◆ **Zu erledigen**
Schreib alle Zeilen der Einträge unten noch einmal hin, die Aufträge eingeschlossen. Multipliziere dabei jede Punktkoordinate in den Antworten mit 2,4, runde auf ganze Zahlen (ab ,5 aufrunden) und lass die Bilder weg.

################

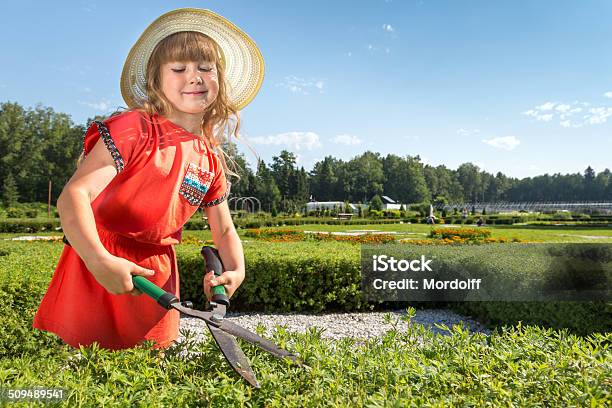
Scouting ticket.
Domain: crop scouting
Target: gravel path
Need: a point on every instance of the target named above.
(339, 325)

################

◆ **Lösung unten**
Scouting ticket.
Domain: crop scouting
Target: gravel path
Need: a point on every instance of the target named above.
(814, 780)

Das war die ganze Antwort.